Problem statement: Extract all records. Keep each one exact.

** start Source data **

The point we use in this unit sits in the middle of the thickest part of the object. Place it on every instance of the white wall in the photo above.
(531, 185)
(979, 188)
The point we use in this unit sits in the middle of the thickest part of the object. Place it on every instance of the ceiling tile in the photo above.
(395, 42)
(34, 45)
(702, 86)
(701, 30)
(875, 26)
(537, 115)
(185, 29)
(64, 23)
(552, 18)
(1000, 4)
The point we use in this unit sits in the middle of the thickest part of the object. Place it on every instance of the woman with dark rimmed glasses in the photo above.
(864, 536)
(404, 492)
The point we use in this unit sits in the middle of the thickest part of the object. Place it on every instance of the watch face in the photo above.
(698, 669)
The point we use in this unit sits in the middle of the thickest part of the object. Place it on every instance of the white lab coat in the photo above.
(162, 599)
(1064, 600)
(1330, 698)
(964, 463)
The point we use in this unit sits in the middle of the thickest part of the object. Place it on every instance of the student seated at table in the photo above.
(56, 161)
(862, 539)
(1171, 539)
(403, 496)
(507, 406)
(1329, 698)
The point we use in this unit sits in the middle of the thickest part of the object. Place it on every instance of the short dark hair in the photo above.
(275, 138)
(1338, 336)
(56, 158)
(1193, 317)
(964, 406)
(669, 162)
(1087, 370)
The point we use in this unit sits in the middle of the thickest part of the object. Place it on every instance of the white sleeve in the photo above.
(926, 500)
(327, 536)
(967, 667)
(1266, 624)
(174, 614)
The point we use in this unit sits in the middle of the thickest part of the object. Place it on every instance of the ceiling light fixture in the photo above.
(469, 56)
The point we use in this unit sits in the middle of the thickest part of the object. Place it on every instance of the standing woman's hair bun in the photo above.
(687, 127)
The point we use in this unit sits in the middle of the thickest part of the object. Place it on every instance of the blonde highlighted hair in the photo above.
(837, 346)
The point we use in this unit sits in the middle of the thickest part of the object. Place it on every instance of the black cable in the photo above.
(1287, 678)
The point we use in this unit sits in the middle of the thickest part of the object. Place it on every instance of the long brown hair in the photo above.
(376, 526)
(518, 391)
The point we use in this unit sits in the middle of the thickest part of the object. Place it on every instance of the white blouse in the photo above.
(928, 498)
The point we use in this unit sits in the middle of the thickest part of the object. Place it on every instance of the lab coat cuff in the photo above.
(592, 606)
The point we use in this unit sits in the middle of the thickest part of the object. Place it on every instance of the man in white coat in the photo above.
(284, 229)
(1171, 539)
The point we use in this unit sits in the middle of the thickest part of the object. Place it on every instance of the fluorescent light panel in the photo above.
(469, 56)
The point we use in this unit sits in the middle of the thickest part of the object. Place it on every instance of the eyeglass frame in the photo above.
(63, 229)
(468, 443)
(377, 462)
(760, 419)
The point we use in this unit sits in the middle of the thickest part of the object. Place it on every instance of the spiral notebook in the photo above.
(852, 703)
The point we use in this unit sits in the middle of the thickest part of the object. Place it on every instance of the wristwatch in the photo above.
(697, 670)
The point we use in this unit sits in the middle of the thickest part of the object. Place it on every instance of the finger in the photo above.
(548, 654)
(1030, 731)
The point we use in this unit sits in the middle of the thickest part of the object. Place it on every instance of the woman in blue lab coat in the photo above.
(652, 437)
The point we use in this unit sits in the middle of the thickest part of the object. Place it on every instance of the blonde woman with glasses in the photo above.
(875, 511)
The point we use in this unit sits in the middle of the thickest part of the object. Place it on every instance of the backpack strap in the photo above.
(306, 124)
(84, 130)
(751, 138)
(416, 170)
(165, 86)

** end Source data **

Task answer:
The point we use in this unit sits in the middle of the thickest part of the object. Place it on every instance of the white wall in the photo above.
(531, 185)
(979, 188)
The point we use in this unit sits in the middle of the thickest part of the object. Place it on every instance of the ceiling tile in the photo above.
(395, 42)
(34, 45)
(702, 86)
(701, 30)
(875, 26)
(537, 115)
(185, 29)
(64, 23)
(552, 18)
(1000, 4)
The point we use in this unit sits in the middle of the thickest part of the object. Place it on every instance of the woman with dark rimmed glasses in the photo above.
(864, 536)
(404, 492)
The point we use in this unit sits in the middle of the thickest part of the object. Place it on every instance of the watch face in the photo above.
(698, 669)
The point we use in this unit sits in the middle of the thickest part of the object. Place it on every instance of the white lab coat in the photo above.
(162, 599)
(1064, 600)
(1330, 698)
(964, 463)
The point we use in this unit sits in the middle of the thickest part of the object. Place it on every instance of the student seated at table in the photo above.
(56, 161)
(862, 539)
(1171, 539)
(403, 496)
(507, 406)
(1329, 698)
The point we use in this unit sits in the middle of the thickest part of the object. Place it on every instance of the short dark hair in the photo above.
(275, 138)
(1338, 336)
(56, 158)
(1193, 317)
(964, 406)
(669, 162)
(1087, 370)
The point we use in this unit sits in the middle of the thickest part of the object. Place it on every instance of the white sleeve in the photo above.
(926, 500)
(327, 536)
(967, 667)
(1266, 624)
(174, 614)
The point we use in this unit sits in the middle of the thickest part of the object. Place it on every instance of the ceiling light fixture in the photo above.
(469, 56)
The point we use in this unit sits in the middle of the thickest part of the object. Place it on every instance of the standing woman's hair bun in the photo above.
(687, 127)
The point we use in this unit sits in the middle of the thickest part of the object. Place it on every instance of the blonde highlighted hair in the photo above.
(837, 346)
The point we use in this unit sits in the middle of the thickest part of the object. Place it on every instance of the black cable in the photo above.
(1287, 678)
The point we use in this unit sits in the middle of the thickest part of the object. Place it on every instance of the long brown hair in the photo above.
(376, 526)
(518, 391)
The point we use in this unit sits in the middle of the thickest part of the object. Place it on every instance of the white blouse in the photo above.
(928, 498)
The point we use in this unit sits in the middle of the thickest part of the object. Place it on every instance of the lab coat cuff in the photo above.
(592, 606)
The point we use in this unit sits in the middle of the thickest part of the object. Place it on every instance of the man in white coat in the photo above.
(284, 229)
(1171, 539)
The point we use in this unit sits in the middle of the thickest part of the object. Place it on every instance of the fluorescent light panel in the photo above.
(469, 56)
The point we use in this unit sits in the middle of the thickest part of the object. Place it on every instance of the eyeglass frame in the photo above.
(63, 229)
(468, 443)
(377, 462)
(760, 419)
The point we use in this unit sits in the middle of the thickest part of the object. Place it on every instance of the spiral notebook in the photo above.
(852, 703)
The point we use in this unit sits in the middle of the thickest part of the object. Place it on every instance of the wristwatch in the photo above.
(697, 670)
The point we use in this unit sits in the middle of the thickest part of the object. Place it on every instance of the finger in the photo above.
(548, 654)
(1030, 731)
The point we use in this unit sits in the middle of the thickest part of the object. Place it on every instance of the woman in blue lab coat in the photo above.
(652, 437)
The point we use in this unit sits in the middle of the thickest part of the object. Place it on every instance of the blonde woman with glasses in the photo above.
(875, 511)
The point we use in this unit sits in the middle of the thickest part of the object. Place it on every instance of the backpack strap in the photo above.
(306, 124)
(84, 130)
(751, 138)
(416, 170)
(165, 86)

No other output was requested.